Image point annotation entries

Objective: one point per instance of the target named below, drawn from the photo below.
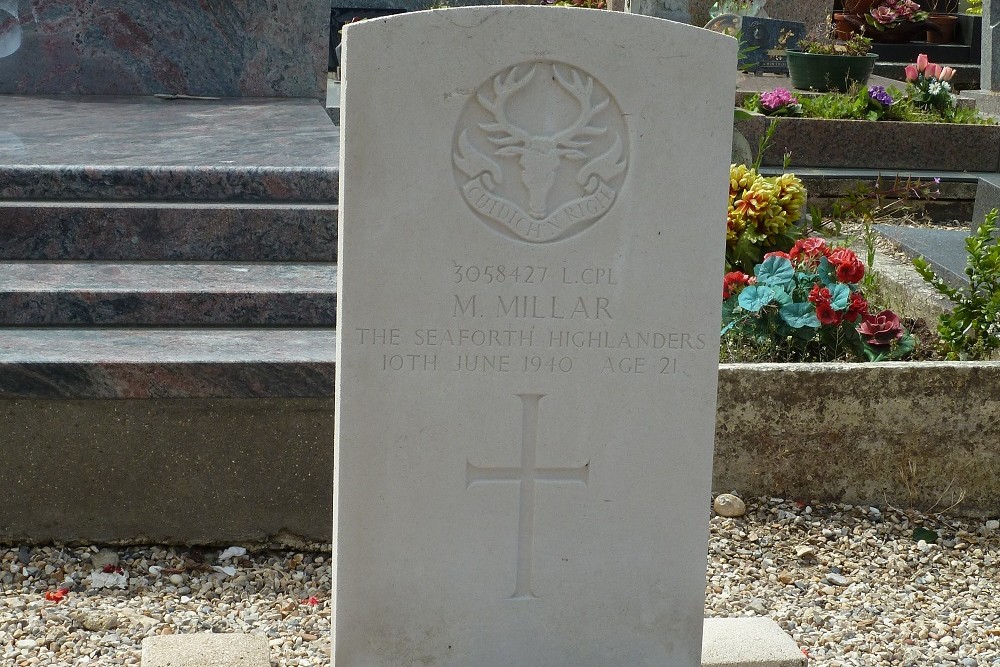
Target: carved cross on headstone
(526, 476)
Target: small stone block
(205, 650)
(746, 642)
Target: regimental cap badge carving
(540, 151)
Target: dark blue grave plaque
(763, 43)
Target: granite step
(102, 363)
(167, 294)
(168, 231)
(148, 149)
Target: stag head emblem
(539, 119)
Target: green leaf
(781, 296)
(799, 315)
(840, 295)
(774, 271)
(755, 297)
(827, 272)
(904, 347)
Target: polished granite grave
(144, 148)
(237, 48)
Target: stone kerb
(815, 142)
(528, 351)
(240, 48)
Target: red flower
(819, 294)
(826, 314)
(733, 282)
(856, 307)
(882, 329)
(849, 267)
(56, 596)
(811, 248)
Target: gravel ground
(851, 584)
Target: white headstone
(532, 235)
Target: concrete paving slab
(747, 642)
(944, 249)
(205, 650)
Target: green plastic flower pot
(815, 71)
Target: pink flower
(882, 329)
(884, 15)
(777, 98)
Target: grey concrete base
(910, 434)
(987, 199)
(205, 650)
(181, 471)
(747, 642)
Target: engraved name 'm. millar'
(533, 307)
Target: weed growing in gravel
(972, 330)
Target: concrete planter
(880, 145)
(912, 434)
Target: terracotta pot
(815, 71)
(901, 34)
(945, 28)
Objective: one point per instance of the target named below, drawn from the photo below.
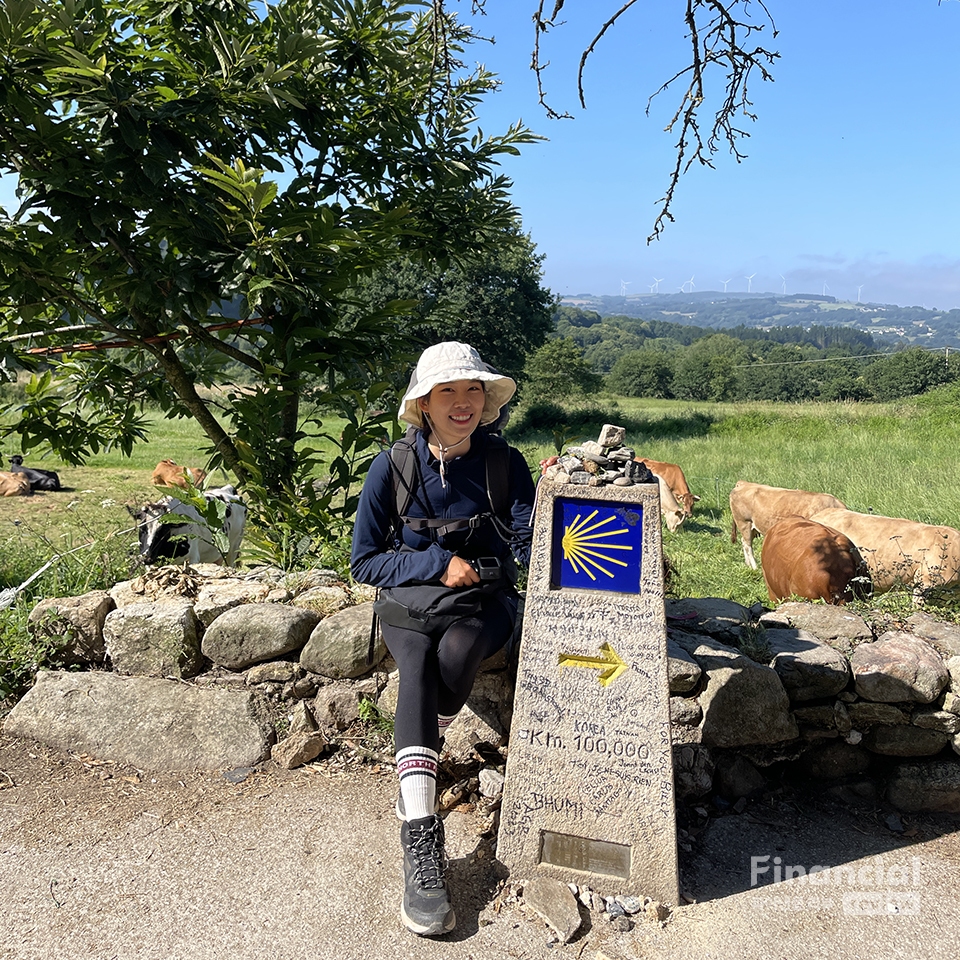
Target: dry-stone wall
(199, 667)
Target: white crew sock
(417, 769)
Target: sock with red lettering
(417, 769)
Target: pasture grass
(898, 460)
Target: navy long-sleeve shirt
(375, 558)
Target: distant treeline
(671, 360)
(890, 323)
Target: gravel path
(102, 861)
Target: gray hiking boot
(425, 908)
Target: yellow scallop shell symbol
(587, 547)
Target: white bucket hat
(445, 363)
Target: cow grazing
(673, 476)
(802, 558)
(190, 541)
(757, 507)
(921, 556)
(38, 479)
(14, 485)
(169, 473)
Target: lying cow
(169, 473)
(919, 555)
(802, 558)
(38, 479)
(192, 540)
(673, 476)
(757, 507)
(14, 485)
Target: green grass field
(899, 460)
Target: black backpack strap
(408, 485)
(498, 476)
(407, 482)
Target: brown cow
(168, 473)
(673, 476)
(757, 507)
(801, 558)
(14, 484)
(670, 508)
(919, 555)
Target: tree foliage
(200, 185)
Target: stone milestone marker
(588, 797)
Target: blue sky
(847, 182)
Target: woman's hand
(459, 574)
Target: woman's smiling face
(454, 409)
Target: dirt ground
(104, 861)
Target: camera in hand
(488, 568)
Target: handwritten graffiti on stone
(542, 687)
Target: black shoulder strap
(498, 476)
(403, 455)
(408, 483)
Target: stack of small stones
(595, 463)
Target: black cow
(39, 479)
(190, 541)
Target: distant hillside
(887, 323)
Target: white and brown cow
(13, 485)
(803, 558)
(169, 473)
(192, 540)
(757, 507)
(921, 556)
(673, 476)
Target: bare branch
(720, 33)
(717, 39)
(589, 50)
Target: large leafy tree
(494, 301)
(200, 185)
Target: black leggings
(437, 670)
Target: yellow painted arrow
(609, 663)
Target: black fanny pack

SET TASK
Please write out again every line starting with the line with "Target: white and brown cow" and going on through the last line, shifting each coordinate value by adding 25 to it.

WRITTEN SOLUTION
Target: white and brown cow
(38, 510)
(828, 583)
(194, 498)
(217, 565)
(782, 532)
(946, 581)
(698, 501)
Target: bare branch
(745, 58)
(742, 64)
(614, 75)
Target: large leafy tree
(519, 326)
(225, 210)
Target: black leggings
(462, 695)
Target: yellow painted arrow
(634, 688)
Target: black fanny pack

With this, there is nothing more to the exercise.